(Region segmentation data)
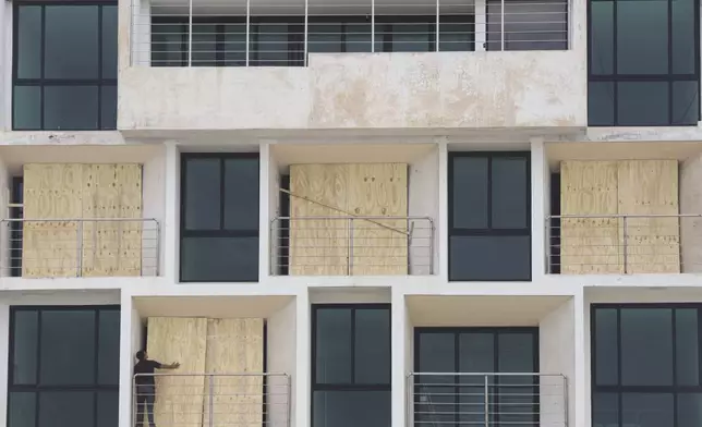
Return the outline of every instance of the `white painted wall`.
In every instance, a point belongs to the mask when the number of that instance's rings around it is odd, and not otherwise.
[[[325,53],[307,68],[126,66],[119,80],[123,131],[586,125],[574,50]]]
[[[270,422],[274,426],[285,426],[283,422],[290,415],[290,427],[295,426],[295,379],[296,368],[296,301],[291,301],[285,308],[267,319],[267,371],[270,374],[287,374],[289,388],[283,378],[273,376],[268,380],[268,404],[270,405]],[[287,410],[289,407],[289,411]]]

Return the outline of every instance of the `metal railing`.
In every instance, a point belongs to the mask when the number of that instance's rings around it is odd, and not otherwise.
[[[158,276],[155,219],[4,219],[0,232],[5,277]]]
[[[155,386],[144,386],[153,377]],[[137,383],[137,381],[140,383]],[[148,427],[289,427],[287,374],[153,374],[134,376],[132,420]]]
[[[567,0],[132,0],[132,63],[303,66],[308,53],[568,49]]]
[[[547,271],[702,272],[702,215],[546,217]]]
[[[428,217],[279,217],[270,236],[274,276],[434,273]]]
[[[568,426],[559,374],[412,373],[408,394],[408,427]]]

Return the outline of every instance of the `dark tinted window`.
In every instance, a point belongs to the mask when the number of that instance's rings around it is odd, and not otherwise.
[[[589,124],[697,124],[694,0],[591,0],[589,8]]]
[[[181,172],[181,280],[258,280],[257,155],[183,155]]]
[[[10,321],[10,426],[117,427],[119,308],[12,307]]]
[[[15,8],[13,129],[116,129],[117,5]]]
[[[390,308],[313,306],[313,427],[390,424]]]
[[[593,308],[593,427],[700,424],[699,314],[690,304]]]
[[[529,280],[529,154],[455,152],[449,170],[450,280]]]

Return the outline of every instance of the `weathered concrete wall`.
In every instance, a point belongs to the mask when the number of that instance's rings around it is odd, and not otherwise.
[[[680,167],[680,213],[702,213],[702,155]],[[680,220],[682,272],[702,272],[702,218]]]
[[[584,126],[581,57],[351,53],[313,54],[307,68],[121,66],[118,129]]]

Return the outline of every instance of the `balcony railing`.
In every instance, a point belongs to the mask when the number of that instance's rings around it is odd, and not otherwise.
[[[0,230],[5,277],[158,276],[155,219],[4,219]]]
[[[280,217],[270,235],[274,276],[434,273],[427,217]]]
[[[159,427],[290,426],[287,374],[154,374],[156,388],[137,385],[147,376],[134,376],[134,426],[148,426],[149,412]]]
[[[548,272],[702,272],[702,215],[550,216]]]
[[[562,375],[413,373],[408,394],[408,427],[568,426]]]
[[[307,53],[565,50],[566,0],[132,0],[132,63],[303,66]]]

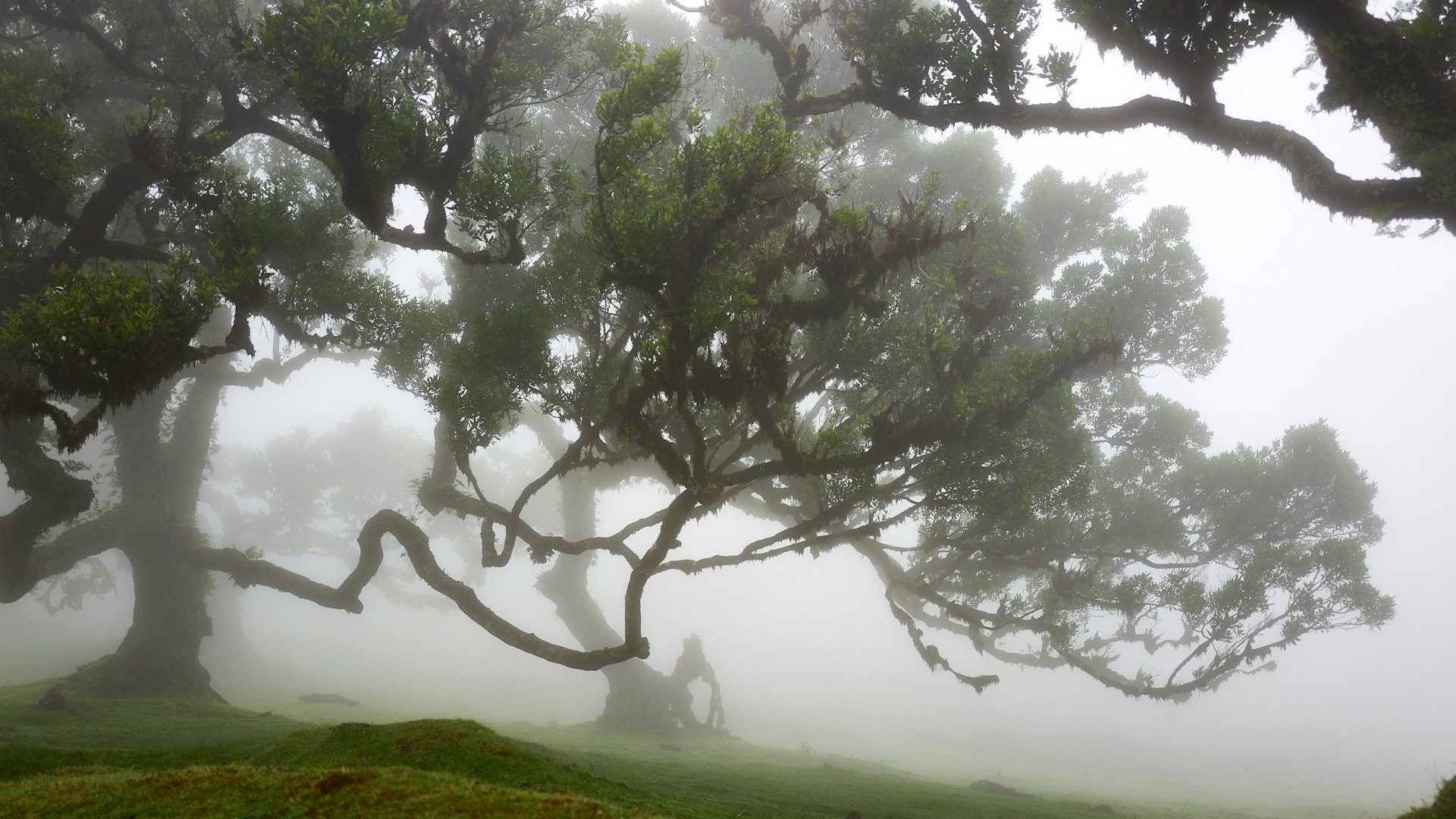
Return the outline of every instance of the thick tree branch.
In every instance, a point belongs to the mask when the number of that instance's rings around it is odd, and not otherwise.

** PROMPT **
Copy all of the lines above word for word, leaving out the pictures.

** CORRECT OUTPUT **
Return the outline of every instance of the `white painted wall`.
In every instance, a point belongs to the mask when the number of that instance's rings around it is odd, and not otherwise.
[[[325,53],[307,68],[126,66],[119,80],[123,131],[586,125],[574,50]]]
[[[270,422],[274,426],[285,426],[283,422],[290,415],[290,427],[295,426],[295,379],[296,368],[296,301],[291,301],[285,308],[267,319],[267,371],[270,374],[287,374],[289,388],[283,378],[273,376],[268,380],[268,404],[270,405]],[[287,410],[289,407],[289,411]]]

Return the outline of every instance of the `metal railing`.
In every instance, a point belongs to the mask when the number of that instance's rings around it is odd, and not otherwise.
[[[158,276],[155,219],[4,219],[0,232],[5,277]]]
[[[155,386],[144,386],[153,377]],[[137,383],[137,381],[140,383]],[[148,427],[289,427],[287,374],[153,374],[134,376],[132,420]]]
[[[567,0],[132,0],[132,63],[303,66],[308,53],[568,49]]]
[[[547,271],[702,272],[702,215],[546,217]]]
[[[428,217],[279,217],[270,236],[274,276],[434,273]]]
[[[568,426],[559,374],[412,373],[408,394],[408,427]]]

Return the outline of every instance of the `dark tinted window`.
In every instance, a point belongs to the mask when the number of that instance's rings around it is odd, and not otherwise.
[[[589,124],[697,124],[694,0],[591,0],[589,8]]]
[[[181,172],[181,280],[258,280],[257,155],[183,155]]]
[[[10,321],[10,426],[117,427],[119,308],[12,307]]]
[[[15,8],[13,129],[116,129],[117,5]]]
[[[390,308],[313,306],[313,427],[390,424]]]
[[[593,308],[593,427],[700,424],[699,314],[690,304]]]
[[[529,280],[529,154],[455,152],[449,170],[450,280]]]

Return the outline of every instance of the `weathered concrete wall`.
In every instance, a point belongs to the mask when the number of that instance's rings around it is odd, and not otherwise.
[[[680,167],[680,213],[702,213],[702,155]],[[680,220],[682,272],[702,272],[702,218]]]
[[[584,126],[581,57],[351,53],[313,54],[307,68],[121,66],[118,129]]]

Return the outline of every instance of the `balcony railing`.
In every instance, a point belongs to the mask when the number of that instance's rings around it is odd, and not otherwise.
[[[0,230],[5,277],[158,276],[155,219],[4,219]]]
[[[280,217],[270,235],[274,276],[434,273],[427,217]]]
[[[159,427],[290,426],[287,374],[154,374],[156,388],[137,385],[147,376],[134,376],[134,426],[148,426],[149,412]]]
[[[548,272],[702,272],[702,215],[550,216]]]
[[[562,375],[413,373],[408,394],[408,427],[568,426]]]
[[[307,53],[565,50],[566,0],[132,0],[132,63],[303,66]]]

Return the outline of every instance of the thick tree branch.
In every instance, a point belongs to the mask when the number of that instance's rings around it is odd, and not otherwise.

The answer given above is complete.